--- Document excerpt Enclosed Below ---

The family-dining chain is partnering with REEF Kitchens to enter underpenetrated dense metropolitan areas. 

Denny’s turns 69 this year, but the family-dining chain is as innovative as ever, with eyes on new growth opportunities. 

The chain is rolling out an upfront cash incentive development program to help domestic franchisees capitalize on market opportunities. The incentive ranges from $50,000 to $400,000, with more money going toward underpenetrated markets. Franchisees have expressed excitement, CFO Robert Verostek said, and formal signups are expected in 2022. 

“This is a great way for franchisees to take advantage of pandemic-driven marketshare opportunities and receive upfront cash, compared to our historical approach to development incentives, involving reduced fees over an extended timeframe,” the CFO said during a presentation at the ICR Conference. 

As franchisees expand, Denny’s is ensuring they’re equipped with the requisite technology to succeed. That includes the brand’s kitchen modernization project announced in November, which aims to reduce complexity, improve consistency, and reduce waste. Menu enhancements are expected across all dayparts, especially dinner. CEO John Miller said the upgrades will affect more than 4.5 million plates each week. 

Denny’s also underwent a technological transformation with a revamped and more personalized website and mobile app that have better upsell and cross-sell opportunities, and a new cloud-based restaurant platform that will roll out in the first half 2022 through the end of 2023.

--- End of Enclosed Document excerpt ---

== Your tasks ==
1. Please reproduce the stretch of the Denny's article from "The family-dining chain is partnering" through "new growth opportunities.", changing "family-dining chain" to "restaurant chain".
2. Carry on the Denny's article from its final sentence.

--- Extracted entries Enclosed Below ---

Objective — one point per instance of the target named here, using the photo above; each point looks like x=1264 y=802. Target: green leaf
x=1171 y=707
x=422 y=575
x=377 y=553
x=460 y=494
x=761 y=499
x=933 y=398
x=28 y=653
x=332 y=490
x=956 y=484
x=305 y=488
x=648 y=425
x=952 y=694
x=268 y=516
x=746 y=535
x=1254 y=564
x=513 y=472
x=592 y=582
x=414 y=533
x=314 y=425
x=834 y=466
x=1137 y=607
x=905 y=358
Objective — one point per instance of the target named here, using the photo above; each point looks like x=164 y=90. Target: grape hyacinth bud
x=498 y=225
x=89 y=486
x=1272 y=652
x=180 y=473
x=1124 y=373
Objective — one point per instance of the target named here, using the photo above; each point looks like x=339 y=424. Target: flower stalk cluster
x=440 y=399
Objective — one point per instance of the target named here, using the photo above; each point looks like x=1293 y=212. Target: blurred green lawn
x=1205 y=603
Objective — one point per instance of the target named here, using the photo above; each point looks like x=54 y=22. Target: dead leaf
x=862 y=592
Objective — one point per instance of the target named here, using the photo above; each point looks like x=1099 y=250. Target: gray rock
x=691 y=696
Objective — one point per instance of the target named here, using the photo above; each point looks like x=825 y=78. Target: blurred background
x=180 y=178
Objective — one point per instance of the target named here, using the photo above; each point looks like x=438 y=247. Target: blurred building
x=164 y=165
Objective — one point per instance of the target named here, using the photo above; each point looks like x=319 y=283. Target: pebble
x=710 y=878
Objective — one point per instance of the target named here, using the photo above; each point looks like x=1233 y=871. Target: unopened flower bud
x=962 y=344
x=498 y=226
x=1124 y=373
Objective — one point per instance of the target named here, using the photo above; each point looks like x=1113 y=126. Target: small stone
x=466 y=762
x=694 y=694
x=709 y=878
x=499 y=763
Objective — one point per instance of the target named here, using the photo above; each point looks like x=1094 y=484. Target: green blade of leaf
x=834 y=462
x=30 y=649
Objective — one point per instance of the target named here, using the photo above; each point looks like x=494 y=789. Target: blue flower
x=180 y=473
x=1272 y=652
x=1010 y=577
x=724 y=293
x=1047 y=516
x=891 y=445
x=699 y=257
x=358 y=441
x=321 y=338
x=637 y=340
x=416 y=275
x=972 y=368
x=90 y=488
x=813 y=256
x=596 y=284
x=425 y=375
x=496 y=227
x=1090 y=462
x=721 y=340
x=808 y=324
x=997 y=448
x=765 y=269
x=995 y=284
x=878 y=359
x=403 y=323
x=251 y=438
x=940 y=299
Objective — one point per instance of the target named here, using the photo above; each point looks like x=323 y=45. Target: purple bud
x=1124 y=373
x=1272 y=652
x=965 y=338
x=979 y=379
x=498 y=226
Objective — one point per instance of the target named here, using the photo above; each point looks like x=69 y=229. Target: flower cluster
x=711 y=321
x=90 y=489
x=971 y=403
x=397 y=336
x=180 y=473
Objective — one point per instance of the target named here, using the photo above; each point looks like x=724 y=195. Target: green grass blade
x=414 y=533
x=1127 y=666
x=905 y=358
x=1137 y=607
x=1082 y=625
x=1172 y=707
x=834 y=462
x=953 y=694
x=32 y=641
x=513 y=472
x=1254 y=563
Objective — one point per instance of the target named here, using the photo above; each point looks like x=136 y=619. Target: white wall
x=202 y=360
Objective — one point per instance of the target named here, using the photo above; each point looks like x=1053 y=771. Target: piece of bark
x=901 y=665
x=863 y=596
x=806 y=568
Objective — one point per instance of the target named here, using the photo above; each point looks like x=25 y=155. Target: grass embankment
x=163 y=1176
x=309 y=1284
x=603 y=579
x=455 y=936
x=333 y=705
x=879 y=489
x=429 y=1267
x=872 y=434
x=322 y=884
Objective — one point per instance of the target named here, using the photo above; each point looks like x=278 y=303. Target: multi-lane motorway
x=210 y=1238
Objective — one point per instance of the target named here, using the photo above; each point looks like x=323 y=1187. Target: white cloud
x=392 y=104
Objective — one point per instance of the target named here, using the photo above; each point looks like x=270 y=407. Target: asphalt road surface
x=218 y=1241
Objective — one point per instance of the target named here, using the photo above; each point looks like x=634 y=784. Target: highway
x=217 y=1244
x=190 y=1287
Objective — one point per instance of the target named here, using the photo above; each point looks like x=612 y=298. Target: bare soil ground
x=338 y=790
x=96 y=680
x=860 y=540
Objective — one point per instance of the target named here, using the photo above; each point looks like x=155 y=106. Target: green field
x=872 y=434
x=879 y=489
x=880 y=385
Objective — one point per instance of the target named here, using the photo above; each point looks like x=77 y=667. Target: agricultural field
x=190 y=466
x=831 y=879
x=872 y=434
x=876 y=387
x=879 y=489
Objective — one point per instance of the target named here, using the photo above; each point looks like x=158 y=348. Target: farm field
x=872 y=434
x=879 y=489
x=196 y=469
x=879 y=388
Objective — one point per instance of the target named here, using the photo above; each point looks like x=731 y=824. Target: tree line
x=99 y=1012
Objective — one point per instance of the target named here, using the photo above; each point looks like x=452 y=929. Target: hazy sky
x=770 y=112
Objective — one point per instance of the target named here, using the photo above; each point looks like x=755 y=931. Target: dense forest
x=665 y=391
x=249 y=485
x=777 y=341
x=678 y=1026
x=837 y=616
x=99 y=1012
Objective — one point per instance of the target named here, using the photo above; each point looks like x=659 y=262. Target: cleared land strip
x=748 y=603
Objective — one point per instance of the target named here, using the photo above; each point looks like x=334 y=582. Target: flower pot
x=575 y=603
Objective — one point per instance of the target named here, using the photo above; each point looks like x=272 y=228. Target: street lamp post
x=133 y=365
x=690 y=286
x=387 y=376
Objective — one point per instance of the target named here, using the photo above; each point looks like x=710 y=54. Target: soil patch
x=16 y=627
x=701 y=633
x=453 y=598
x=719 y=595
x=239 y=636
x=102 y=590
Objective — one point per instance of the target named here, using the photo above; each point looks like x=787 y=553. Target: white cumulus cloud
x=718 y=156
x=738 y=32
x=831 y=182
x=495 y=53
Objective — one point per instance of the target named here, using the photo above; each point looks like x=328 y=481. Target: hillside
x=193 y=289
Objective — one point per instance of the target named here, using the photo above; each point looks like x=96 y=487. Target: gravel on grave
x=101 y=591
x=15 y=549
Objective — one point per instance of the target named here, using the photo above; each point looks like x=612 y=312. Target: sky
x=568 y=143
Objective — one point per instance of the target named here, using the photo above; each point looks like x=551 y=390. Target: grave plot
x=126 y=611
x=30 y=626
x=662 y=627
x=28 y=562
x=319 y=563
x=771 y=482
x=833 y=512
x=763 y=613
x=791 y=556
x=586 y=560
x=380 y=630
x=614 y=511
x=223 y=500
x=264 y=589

--- End of Enclosed Extracted entries ---

== Results of the tasks ==
1.
The restaurant chain is partnering with REEF Kitchens to enter underpenetrated dense metropolitan areas. 

Denny’s turns 69 this year, but the restaurant chain is as innovative as ever, with eyes on new growth opportunities.

2.
The kitchen equipment package and cloud-based technology come with a $65 million price tag for the entire U.S. system. Denny’s will provide $10 million to assist franchisees with implementation. The chain also negotiated favorable financing terms in a loan pool, with a portion backstopped by the company. However, Verostek noted many franchisees are well-positioned financially and expect to pay for the remaining investment with cash. 

READ MORE: Denny’s Goes All-In On Kitchen Modernization Project

Additionally, Denny’s is restarting the launch of its Heritage 2.0 prototype that was postponed during the pandemic to provide capital relief to franchisees. In an effort to work with operators on the new design, the remodel cycle was extended from seven years to eight, and the company is working closely with franchisees who have multiple pending remodels to strategize a more normalized capital spending expectation in the coming years. As of December 21, roughly 3 percent of the U.S. system have converted to the Heritage 2.0 design. 

Denny’s had 1,494 U.S. restaurants in the U.S. as of September 29, with high concentrations in California, Texas, Arizona, and Florida.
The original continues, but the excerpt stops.